== Selection

UNMAINTAINED Project Mentat

Build Status

Project Mentat is no longer being developed or actively maintained by Mozilla. This repository will be marked read-only in the near future. You are, of course, welcome to fork the repository and use the existing code.

Project Mentat is a persistent, embedded knowledge base. It draws heavily on DataScript and Datomic.

Mentat is implemented in Rust.

The first version of Project Mentat, named Datomish, was written in ClojureScript, targeting both Node (on top of promise_sqlite) and Firefox (on top of Sqlite.jsm). It also worked in pure Clojure on the JVM on top of jdbc-sqlite. The name was changed to avoid confusion with Datomic.

The Rust implementation gives us a smaller compiled output, better performance, more type safety, better tooling, and easier deployment into Firefox and mobile platforms.

Documentation


Motivation

Mentat is intended to be a flexible relational (not key-value, not document-oriented) store that makes it easy to describe, grow, and reuse your domain schema.

By abstracting away the storage schema, and by exposing change listeners outside the database (not via triggers), we hope to make domain schemas stable, and allow both the data store itself and embedding applications to use better architectures, meeting performance goals in a way that allows future evolution.

====

§ Work to complete
1: Turn the paragraph in the Project Mentat text that begins "The first version of Project Mentat" into a short bulleted list that keeps its main facts.
2: According to the Project Mentat text, which two projects does Mentat draw heavily on?
3: Write the next part of the Project Mentat text, picking up after its final sentence.
The lines after this text aren't needed for anything here.

== Dataset extract

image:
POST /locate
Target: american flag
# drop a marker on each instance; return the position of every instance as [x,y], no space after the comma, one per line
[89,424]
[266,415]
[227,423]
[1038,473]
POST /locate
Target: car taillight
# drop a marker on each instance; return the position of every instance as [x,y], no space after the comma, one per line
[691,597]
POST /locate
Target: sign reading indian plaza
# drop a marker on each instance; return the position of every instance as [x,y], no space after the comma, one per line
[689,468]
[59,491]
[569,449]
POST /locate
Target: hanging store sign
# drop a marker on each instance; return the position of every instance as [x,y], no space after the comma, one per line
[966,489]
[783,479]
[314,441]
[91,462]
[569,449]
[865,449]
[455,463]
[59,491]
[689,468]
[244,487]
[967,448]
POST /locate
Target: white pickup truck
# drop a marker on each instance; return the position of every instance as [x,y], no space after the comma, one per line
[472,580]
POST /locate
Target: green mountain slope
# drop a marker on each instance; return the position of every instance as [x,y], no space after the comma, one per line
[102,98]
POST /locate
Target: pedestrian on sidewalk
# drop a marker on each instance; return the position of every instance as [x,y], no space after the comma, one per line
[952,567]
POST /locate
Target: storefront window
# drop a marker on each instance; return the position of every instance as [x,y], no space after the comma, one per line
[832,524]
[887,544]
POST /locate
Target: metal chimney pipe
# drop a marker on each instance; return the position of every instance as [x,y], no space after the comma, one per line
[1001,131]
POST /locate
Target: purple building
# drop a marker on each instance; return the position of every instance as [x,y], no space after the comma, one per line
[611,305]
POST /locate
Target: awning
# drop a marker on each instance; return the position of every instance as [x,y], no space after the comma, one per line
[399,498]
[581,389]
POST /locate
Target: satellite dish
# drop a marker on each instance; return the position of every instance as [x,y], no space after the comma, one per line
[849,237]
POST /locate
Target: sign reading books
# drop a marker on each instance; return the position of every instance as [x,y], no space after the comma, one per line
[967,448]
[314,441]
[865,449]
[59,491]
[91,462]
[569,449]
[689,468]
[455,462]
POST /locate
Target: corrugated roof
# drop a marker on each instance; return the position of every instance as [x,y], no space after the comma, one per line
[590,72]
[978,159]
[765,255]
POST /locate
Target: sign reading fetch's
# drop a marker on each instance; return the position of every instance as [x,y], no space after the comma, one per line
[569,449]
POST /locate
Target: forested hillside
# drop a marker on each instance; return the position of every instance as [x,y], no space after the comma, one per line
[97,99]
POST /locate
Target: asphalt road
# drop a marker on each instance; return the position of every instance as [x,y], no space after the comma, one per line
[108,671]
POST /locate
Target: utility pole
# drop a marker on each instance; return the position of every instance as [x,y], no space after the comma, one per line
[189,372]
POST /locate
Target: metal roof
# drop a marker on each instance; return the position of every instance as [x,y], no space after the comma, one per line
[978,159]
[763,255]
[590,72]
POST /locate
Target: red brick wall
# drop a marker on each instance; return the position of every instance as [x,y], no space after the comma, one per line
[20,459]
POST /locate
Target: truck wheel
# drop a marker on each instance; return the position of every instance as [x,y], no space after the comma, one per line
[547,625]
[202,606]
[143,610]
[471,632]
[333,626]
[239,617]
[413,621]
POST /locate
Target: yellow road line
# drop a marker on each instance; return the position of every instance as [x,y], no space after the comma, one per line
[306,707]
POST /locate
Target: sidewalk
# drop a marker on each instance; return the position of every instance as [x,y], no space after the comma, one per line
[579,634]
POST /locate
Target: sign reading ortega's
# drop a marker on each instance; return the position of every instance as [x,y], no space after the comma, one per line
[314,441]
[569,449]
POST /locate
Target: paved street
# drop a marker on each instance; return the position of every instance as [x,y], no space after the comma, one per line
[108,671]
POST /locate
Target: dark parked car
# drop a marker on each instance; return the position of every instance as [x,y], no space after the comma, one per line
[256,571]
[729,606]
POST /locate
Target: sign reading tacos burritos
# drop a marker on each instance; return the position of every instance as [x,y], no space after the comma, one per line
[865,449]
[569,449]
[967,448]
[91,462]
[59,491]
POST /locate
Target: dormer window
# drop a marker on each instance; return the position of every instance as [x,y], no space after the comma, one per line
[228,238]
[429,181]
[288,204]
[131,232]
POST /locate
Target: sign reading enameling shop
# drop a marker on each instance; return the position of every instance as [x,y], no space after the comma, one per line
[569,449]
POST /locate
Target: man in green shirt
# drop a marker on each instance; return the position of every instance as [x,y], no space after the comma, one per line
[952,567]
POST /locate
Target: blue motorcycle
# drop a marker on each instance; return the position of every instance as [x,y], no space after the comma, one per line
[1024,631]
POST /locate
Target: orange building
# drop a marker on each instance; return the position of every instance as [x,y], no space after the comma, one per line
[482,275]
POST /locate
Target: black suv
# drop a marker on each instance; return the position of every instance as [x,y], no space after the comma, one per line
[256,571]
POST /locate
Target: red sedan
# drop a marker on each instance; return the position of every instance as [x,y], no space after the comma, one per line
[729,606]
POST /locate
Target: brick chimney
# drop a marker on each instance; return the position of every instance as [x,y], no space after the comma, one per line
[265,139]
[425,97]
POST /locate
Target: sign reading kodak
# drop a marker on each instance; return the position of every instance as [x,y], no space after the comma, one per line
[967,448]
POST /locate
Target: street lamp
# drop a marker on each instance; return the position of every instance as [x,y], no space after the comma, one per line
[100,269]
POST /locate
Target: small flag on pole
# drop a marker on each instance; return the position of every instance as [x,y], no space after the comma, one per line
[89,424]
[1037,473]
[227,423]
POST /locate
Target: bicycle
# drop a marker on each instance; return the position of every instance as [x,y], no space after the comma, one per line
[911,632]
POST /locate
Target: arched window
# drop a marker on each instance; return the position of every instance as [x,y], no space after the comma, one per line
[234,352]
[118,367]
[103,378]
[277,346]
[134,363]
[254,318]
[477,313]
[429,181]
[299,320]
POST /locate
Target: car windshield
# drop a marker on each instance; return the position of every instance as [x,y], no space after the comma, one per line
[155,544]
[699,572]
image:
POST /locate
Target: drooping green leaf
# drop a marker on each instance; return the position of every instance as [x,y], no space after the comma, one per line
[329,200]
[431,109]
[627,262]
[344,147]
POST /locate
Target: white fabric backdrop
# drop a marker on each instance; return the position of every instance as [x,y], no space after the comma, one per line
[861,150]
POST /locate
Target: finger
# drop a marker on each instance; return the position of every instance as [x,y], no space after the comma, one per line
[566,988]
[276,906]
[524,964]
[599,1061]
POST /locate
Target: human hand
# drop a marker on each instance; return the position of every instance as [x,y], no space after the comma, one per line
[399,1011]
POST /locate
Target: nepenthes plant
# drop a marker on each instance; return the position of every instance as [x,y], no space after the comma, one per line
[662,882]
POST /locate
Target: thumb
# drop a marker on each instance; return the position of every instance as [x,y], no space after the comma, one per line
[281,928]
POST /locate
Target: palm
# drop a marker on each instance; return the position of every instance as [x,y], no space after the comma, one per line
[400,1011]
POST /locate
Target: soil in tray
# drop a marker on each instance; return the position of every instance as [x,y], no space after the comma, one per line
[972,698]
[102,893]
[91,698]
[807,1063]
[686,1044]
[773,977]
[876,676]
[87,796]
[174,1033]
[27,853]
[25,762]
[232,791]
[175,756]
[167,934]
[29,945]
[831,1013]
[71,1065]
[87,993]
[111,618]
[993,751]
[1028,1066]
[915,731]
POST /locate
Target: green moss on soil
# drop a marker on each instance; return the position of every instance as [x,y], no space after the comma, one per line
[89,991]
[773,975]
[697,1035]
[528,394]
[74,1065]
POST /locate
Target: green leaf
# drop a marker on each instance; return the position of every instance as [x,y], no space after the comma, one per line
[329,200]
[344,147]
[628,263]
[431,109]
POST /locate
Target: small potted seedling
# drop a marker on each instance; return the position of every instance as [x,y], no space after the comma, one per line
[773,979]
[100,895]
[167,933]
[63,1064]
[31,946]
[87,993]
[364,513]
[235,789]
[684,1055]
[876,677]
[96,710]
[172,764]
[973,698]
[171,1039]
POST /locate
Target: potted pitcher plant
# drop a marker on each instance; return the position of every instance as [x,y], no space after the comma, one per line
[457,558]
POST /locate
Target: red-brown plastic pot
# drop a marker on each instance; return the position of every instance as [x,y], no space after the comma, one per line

====

§ Answers given
1:
- The first version was named Datomish and was written in ClojureScript.
- It targeted Node (on top of promise_sqlite) and Firefox (on top of Sqlite.jsm).
- It also worked in pure Clojure on the JVM on top of jdbc-sqlite.
- The name was changed to avoid confusion with Datomic.

2: DataScript and Datomic.

3:
Data storage is hard

We've observed that data storage is a particular area of difficulty for software development teams:

  • It's hard to define storage schemas well. A developer must:

    • Model their domain entities and relationships.
    • Encode that model efficiently and correctly using the features available in the database.
    • Plan for future extensions and performance tuning.

    In a SQL database, the same schema definition defines everything from high-level domain relationships through to numeric field sizes in the same smear of keywords. It's difficult for someone unfamiliar with the domain to determine from such a schema what's a domain fact and what's an implementation concession — are all part numbers always 16 characters long, or are we trying to save space? — or, indeed, whether a missing constraint is deliberate or a bug.

    The developer must think about foreign key constraints, compound uniqueness, and nullability. They must consider indexing, synchronizing, and stable identifiers. Most developers simply don't do enough work in SQL to get all of these things right. Storage thus becomes the specialty of a few individuals.

    Which one of these is correct?

    {:db/id          :person/email
     :db/valueType   :db.type/string
     :db/cardinality :db.cardinality/many     ; People can have multiple email addresses.
     :db/unique      :db.unique/identity      ; For our purposes, each email identifies one person.
     :db/index       true}                    ; We want fast lookups by email.
    {:db/id          :person/friend
     :db/valueType   :db.type/ref
     :db/cardinality :db.cardinality/many}    ; People can have many friends.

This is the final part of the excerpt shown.